Data extracted from a collection
------------------------------------------------------------

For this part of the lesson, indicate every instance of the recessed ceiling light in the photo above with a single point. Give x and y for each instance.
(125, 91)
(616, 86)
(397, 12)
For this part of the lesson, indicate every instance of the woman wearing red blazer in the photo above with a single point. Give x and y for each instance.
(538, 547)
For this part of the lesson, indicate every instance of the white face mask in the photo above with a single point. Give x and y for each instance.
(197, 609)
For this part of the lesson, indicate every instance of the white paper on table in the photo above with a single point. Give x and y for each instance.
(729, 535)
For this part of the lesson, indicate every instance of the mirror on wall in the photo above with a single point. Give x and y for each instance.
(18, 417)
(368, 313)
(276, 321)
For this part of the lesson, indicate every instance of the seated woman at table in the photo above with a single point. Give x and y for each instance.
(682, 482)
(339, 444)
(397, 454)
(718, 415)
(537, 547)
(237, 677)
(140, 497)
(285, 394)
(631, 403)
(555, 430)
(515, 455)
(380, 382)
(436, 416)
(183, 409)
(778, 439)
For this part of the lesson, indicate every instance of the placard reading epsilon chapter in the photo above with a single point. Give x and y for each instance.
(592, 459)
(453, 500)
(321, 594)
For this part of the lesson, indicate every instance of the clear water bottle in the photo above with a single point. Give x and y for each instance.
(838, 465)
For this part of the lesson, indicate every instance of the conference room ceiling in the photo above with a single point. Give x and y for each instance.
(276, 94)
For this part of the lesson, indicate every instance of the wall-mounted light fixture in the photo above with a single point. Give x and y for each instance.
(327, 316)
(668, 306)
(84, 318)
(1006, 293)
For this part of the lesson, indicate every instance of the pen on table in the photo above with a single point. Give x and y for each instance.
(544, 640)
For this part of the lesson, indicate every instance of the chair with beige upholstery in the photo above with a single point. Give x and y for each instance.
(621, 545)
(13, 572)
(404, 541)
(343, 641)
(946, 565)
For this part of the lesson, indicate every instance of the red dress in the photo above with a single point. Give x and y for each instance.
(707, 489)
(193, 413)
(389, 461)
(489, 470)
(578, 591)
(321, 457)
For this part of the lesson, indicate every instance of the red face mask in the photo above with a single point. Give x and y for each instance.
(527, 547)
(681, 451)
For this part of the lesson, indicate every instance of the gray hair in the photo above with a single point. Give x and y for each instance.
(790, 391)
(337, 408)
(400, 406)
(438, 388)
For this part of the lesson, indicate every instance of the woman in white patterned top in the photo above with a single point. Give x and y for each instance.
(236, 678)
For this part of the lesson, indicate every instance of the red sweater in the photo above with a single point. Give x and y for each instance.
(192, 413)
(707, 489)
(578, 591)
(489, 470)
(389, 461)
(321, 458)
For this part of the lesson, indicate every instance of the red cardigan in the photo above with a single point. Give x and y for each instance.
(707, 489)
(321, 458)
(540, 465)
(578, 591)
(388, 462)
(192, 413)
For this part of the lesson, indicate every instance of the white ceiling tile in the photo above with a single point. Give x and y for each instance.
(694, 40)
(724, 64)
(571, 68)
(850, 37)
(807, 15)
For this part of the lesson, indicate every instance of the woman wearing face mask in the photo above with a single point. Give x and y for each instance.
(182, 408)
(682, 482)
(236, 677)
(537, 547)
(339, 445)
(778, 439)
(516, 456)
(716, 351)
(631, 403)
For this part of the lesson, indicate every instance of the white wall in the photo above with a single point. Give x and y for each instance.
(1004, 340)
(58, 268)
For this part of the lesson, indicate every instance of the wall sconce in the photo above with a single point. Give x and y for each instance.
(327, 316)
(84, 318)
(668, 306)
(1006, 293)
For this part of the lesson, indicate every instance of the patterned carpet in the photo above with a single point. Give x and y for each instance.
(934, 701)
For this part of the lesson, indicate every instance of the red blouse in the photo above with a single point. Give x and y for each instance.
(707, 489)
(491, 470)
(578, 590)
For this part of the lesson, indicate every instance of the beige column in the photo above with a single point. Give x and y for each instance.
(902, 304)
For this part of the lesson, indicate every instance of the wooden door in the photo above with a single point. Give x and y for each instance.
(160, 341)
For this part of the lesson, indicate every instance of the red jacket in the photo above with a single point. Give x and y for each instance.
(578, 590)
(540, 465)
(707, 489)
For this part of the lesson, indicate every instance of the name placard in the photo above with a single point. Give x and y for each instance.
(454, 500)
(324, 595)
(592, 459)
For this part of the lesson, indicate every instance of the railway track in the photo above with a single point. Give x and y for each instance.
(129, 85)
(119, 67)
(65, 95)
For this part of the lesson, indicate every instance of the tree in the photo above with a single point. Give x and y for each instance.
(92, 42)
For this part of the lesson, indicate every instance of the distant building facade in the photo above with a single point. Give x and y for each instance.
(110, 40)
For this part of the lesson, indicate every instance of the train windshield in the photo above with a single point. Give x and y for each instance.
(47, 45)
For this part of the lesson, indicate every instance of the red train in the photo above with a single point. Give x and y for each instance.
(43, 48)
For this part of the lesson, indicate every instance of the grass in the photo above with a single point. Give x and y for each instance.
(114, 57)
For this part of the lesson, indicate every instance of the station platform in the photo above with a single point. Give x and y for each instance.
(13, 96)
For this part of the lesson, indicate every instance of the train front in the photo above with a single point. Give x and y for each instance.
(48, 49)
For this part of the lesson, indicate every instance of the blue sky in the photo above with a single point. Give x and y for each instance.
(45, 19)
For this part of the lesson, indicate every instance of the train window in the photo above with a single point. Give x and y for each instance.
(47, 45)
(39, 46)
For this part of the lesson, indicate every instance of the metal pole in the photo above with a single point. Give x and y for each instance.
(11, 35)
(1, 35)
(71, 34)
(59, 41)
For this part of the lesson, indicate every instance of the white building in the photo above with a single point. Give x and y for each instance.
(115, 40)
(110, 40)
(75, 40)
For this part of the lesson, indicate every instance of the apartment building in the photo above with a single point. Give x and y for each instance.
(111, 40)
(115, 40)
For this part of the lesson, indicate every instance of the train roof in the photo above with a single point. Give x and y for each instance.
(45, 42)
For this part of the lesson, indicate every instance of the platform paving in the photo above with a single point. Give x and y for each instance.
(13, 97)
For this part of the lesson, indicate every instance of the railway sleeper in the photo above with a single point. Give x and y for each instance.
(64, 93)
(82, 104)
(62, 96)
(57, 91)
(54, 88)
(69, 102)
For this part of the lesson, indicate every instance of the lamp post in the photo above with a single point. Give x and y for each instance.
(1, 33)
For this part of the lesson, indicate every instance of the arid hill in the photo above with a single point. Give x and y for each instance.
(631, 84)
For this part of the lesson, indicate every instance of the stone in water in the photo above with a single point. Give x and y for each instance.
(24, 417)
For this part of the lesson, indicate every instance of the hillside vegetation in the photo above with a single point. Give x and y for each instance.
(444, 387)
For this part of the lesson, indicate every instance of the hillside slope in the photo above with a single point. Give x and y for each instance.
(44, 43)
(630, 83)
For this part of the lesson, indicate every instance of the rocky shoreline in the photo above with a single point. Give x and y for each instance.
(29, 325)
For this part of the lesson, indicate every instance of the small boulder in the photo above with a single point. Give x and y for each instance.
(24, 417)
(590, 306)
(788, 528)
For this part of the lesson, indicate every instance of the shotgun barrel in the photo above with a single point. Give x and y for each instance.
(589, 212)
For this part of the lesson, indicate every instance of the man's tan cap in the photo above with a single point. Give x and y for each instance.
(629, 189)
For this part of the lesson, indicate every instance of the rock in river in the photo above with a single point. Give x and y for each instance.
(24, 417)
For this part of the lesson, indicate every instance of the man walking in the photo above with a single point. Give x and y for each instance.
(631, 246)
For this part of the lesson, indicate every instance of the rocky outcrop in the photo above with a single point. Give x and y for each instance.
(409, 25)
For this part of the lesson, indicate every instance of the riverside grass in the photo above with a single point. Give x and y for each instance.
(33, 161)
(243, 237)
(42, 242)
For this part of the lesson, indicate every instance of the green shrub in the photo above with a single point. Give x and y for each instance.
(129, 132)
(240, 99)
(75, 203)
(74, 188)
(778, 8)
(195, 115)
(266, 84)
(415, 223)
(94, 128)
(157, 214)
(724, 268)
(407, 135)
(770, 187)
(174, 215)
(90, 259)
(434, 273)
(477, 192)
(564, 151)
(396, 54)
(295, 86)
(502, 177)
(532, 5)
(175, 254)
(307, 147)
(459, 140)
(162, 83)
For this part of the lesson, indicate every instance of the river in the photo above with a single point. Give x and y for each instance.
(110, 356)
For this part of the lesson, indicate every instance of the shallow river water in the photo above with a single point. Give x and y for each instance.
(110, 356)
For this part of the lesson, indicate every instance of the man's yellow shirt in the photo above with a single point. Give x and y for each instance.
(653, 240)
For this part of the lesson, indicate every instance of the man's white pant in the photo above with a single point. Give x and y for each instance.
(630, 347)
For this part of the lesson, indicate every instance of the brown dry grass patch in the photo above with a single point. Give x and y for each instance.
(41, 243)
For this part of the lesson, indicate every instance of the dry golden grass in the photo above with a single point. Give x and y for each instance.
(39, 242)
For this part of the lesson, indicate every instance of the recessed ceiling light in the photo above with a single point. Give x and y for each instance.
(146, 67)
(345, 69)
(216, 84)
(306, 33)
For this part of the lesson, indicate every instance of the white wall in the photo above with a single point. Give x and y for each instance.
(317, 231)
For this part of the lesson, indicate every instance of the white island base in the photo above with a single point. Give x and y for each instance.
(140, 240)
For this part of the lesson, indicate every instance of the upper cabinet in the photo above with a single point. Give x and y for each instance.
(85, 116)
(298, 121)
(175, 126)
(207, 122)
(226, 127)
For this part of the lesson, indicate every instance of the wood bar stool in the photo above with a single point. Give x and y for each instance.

------------------------------------------------------------

Work required:
Give back, exactly as written, the lines from the one with "of the green" to the last line.

Answer:
For this part of the lesson, indicate every instance of the green shrub in the photo above with a single point. Give x and y for each instance.
(129, 132)
(240, 99)
(75, 203)
(74, 188)
(778, 8)
(195, 115)
(266, 84)
(415, 223)
(94, 128)
(157, 214)
(724, 268)
(407, 135)
(770, 187)
(174, 215)
(90, 259)
(434, 273)
(477, 192)
(564, 151)
(396, 54)
(295, 86)
(502, 177)
(532, 5)
(175, 254)
(307, 147)
(459, 140)
(162, 83)
For this part of the lesson, indicate every instance of the river in the photo above with a single point. Give x and y for each instance.
(110, 356)
For this part of the lesson, indicate every instance of the shallow river water in the photo above with a single point. Give x and y for each instance.
(110, 356)
For this part of the lesson, indicate every instance of the man's yellow shirt in the photo above with a single point. Give x and y for each instance.
(653, 240)
For this part of the lesson, indicate every instance of the man's white pant in the photo above with a single point. Give x and y for each instance.
(630, 347)
For this part of the lesson, indicate every instance of the brown dry grass patch in the photo above with a single point. Give x and y for each instance.
(41, 243)
For this part of the lesson, indicate every instance of the dry golden grass in the photo above with a single point. Give x and y for each instance.
(39, 242)
For this part of the lesson, indicate every instance of the recessed ceiling light in the photo above with a single point. Give x and y for each instance.
(146, 67)
(345, 69)
(216, 84)
(306, 33)
For this part of the lesson, indicate every instance of the white wall in the photo above with a single point. Give x and y for each instance.
(317, 231)
For this part of the lesson, indicate every instance of the white island base in the photo above with a single point. Give x and y for each instance.
(140, 240)
For this part of the lesson, indicate every instance of the upper cabinet in the photo above with a single point. Give x and y for each instance.
(85, 116)
(298, 121)
(175, 126)
(207, 122)
(226, 127)
For this part of the lesson, indicate every instance of the wood bar stool in the photo above with a single point. Give x and y for each instance.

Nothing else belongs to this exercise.